Take the lines from the one containing "Where in the photo above can the white pitch" through the final line below and restate them exactly. Omit the pictures.

══ DATA PROVIDED ══

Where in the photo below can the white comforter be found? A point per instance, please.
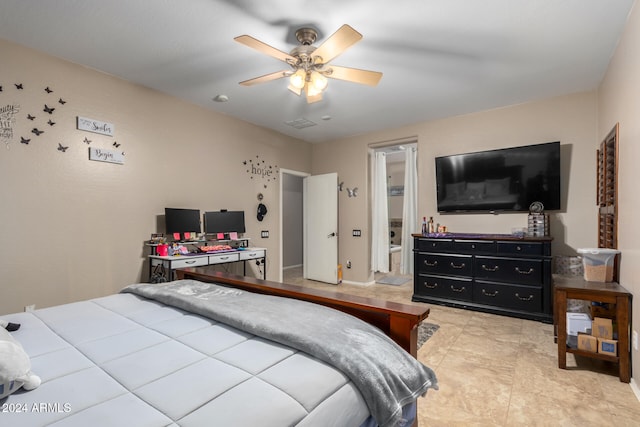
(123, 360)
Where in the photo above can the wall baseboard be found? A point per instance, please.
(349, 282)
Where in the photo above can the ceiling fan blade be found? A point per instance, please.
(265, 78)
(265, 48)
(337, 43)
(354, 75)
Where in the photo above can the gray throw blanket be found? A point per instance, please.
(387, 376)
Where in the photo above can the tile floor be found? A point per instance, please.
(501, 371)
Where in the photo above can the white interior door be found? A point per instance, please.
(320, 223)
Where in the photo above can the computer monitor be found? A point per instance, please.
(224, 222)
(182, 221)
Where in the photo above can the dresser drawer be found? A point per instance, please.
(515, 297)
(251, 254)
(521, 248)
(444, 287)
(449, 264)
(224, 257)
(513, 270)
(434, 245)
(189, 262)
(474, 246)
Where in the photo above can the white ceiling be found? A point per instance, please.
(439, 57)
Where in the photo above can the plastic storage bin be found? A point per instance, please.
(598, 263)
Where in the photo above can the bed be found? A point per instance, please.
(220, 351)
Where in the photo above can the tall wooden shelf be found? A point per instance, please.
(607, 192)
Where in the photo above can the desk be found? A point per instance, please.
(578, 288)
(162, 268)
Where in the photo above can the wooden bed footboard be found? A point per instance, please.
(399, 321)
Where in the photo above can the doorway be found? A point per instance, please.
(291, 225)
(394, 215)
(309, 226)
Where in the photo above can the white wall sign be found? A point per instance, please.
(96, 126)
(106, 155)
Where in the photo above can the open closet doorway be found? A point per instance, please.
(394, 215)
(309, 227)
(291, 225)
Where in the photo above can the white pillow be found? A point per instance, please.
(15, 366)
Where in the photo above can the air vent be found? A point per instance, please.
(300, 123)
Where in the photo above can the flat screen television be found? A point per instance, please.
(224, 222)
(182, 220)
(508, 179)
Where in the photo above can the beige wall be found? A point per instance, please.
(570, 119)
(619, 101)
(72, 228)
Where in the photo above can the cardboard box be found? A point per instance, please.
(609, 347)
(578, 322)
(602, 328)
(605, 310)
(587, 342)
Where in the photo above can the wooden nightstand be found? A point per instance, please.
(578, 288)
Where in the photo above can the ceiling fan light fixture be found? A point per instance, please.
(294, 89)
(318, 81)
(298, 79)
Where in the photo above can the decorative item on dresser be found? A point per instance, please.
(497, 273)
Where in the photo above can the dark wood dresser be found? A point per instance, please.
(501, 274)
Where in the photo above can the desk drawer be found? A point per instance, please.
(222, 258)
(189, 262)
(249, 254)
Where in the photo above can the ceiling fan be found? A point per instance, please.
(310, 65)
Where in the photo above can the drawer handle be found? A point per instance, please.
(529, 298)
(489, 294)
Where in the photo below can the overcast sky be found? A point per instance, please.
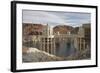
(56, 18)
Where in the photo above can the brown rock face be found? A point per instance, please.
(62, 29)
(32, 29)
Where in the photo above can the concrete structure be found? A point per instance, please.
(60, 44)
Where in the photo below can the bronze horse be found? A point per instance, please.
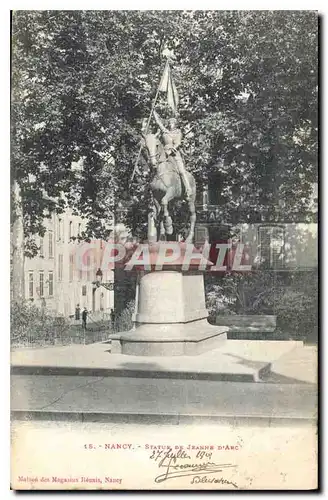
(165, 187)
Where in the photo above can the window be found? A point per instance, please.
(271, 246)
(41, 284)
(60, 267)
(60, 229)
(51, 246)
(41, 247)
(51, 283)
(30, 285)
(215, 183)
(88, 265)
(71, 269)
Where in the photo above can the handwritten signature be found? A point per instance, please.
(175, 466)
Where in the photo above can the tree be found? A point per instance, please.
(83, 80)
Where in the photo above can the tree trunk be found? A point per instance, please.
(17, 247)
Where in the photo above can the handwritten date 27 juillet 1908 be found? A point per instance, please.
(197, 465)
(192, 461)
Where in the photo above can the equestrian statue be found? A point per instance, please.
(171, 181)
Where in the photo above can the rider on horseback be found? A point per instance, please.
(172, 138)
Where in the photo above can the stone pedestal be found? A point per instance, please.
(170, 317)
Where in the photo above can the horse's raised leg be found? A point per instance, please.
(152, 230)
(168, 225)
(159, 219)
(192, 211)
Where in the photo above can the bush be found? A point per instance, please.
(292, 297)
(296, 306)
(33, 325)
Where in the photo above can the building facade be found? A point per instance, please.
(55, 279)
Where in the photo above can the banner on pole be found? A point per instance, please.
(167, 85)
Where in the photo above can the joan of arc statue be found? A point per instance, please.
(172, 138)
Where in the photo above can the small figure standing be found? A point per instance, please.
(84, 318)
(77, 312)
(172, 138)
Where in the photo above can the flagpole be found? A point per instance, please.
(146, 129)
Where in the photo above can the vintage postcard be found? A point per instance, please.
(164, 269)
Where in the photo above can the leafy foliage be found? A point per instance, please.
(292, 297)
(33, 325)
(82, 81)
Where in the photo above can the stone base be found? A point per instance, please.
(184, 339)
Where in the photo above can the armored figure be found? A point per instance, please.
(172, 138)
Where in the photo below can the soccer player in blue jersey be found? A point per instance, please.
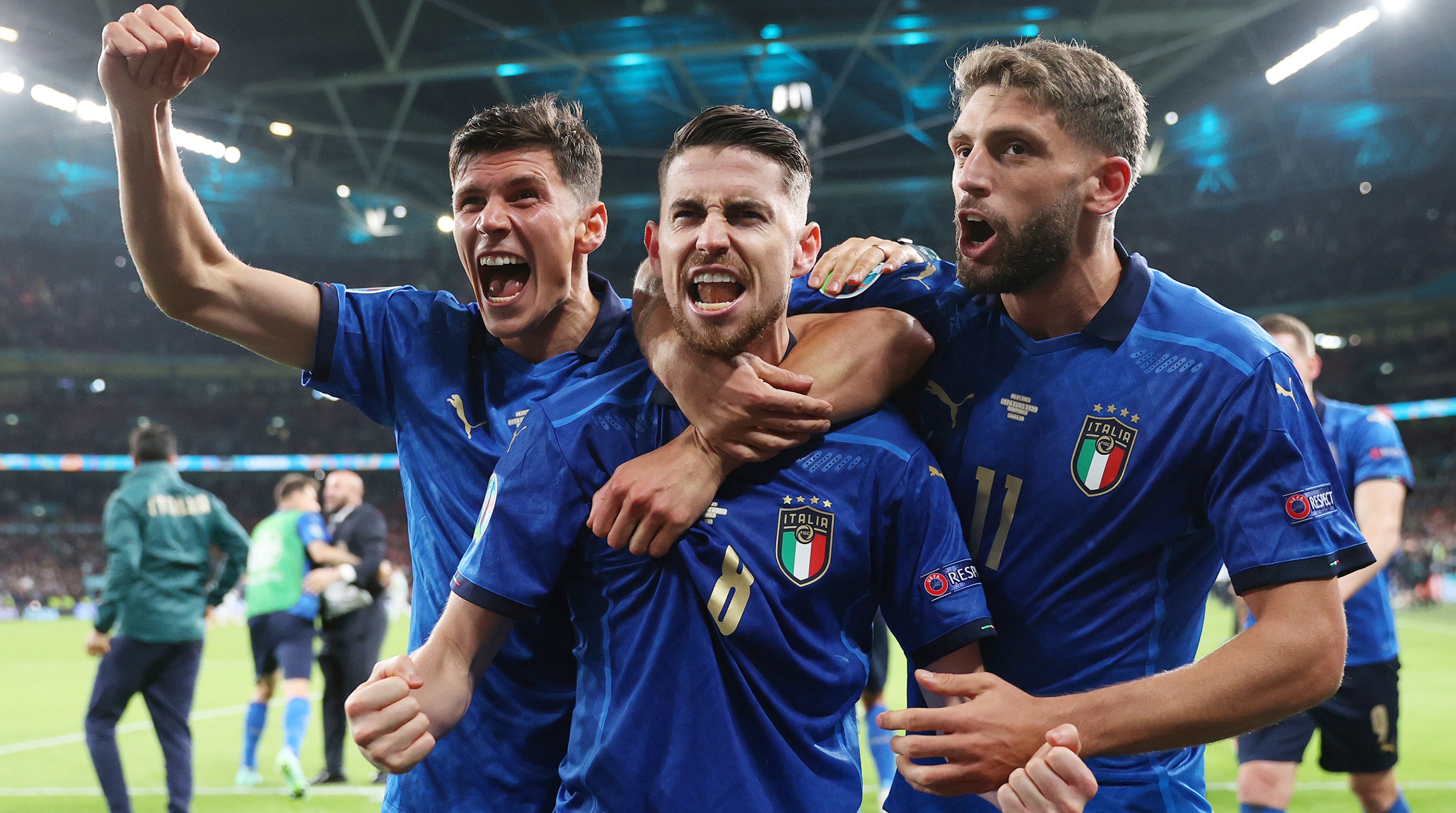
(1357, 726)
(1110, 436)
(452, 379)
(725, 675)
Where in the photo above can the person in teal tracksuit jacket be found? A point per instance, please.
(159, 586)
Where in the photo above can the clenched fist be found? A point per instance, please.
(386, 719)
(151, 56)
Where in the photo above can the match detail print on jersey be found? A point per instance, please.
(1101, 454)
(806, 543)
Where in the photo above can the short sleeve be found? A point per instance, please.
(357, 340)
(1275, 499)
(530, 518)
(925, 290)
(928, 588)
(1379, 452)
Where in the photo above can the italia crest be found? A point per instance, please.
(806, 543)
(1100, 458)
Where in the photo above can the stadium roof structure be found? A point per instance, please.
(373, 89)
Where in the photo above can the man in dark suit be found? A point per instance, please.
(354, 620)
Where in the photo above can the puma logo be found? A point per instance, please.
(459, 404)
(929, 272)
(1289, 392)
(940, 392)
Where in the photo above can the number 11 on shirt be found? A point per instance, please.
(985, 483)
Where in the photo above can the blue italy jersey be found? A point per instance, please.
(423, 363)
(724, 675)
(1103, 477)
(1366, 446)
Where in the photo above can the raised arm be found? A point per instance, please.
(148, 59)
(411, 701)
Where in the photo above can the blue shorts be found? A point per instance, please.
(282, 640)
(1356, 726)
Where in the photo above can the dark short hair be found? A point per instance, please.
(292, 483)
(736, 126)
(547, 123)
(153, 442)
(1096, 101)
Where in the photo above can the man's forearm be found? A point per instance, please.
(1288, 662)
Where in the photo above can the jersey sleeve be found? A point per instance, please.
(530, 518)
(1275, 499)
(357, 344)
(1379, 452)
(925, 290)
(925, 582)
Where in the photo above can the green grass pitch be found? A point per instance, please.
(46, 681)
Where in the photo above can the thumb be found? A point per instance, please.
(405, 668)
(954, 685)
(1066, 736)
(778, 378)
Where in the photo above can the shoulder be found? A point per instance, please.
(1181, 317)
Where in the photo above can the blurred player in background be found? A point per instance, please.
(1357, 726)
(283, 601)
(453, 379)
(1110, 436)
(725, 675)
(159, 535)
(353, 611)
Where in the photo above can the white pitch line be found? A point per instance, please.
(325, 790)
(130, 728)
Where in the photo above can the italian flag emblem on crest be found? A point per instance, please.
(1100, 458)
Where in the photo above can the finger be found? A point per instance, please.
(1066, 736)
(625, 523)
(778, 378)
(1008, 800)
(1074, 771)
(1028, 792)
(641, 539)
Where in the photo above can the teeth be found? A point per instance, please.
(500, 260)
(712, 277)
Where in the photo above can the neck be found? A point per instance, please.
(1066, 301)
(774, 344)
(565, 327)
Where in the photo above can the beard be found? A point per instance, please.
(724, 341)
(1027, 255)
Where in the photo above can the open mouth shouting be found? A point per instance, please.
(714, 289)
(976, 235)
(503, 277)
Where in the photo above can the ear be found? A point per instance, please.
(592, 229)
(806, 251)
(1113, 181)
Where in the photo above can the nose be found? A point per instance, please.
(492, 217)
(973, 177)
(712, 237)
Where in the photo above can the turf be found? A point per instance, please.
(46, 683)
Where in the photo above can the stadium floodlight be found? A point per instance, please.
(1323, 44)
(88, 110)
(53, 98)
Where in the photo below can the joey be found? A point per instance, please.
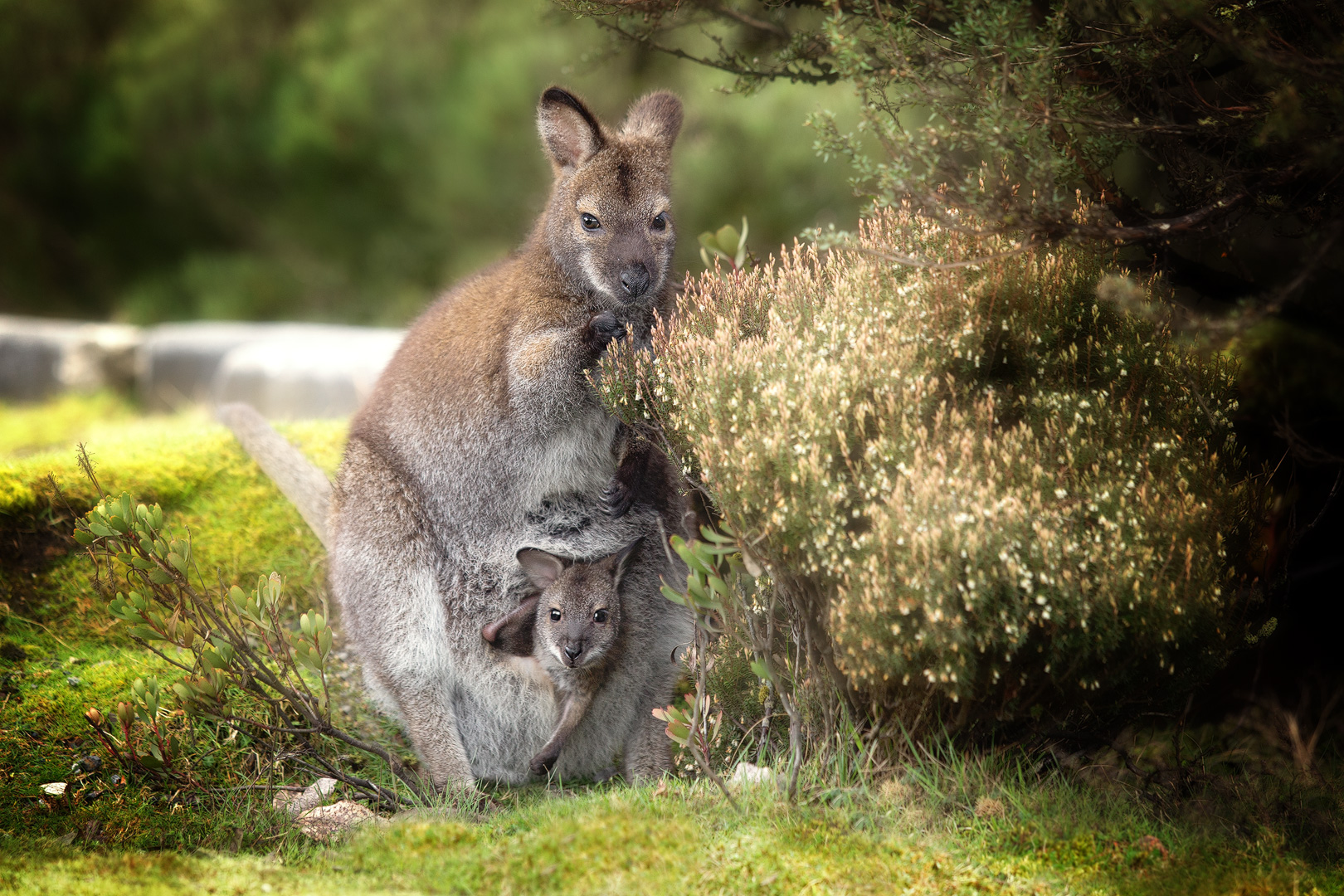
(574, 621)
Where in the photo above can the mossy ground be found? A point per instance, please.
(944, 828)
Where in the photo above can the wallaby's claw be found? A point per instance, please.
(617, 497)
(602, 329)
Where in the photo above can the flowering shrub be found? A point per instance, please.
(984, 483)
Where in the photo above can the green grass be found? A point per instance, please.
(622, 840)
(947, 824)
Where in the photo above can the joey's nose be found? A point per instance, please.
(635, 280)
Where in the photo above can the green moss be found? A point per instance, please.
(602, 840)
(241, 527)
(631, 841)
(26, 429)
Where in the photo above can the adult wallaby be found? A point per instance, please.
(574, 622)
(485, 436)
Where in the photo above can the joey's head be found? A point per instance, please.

═══

THE RESULT:
Where in the photo above can the white pitch line be found? A point per instance, please.
(325, 790)
(130, 728)
Where in the photo above can the italian flag emblem on crest be found? A point per instance, please.
(1100, 458)
Where in the photo above can the finger be found? A point per instance, please.
(1066, 736)
(625, 523)
(778, 378)
(1008, 800)
(1074, 771)
(1028, 792)
(641, 539)
Where in the photo above can the teeth be found? A point per instance, please.
(500, 260)
(712, 277)
Where in the photo above can the neck be found? A point per instance, please.
(1066, 301)
(774, 344)
(565, 327)
Where in the photo above can the beard be found? A point per instance, please.
(724, 341)
(1027, 255)
Where in the photo above can the open mouth shouting be found? A point per instance, please.
(714, 289)
(976, 235)
(503, 277)
Where in the photo above can the ear be found? A point per instance, please.
(592, 229)
(806, 251)
(1113, 181)
Where in the photo above can the nose be found? A point per instance, please.
(492, 217)
(973, 177)
(712, 237)
Where in the photo above can the turf be found? A point per instance, please.
(46, 683)
Where in the photo above can the stadium floodlight be found? A point per instance, please.
(1323, 44)
(88, 110)
(53, 98)
Where in the photo below can the joey be found? A point per instance, please.
(574, 621)
Where in the photo above can the mossy ground be found? A point per instance, please.
(944, 828)
Where in the photo above can the wallaby's claw be found? A point per instance, please.
(617, 497)
(602, 329)
Where in the photo above can the flowering shrub be found? A point per instance, please.
(984, 483)
Where in the photo above can the green grass be found? A point per instance, please.
(622, 840)
(947, 824)
Where in the photo above can the joey's nose be found? A point per instance, please.
(635, 280)
Where in the photo above can the green moss be found? A point per instance, please.
(602, 840)
(241, 527)
(631, 841)
(26, 429)
Where in the photo above can the adult wallaby be found? A point per instance, please.
(574, 622)
(485, 436)
Where in the photo above can the joey's head be found? A point per instance, please.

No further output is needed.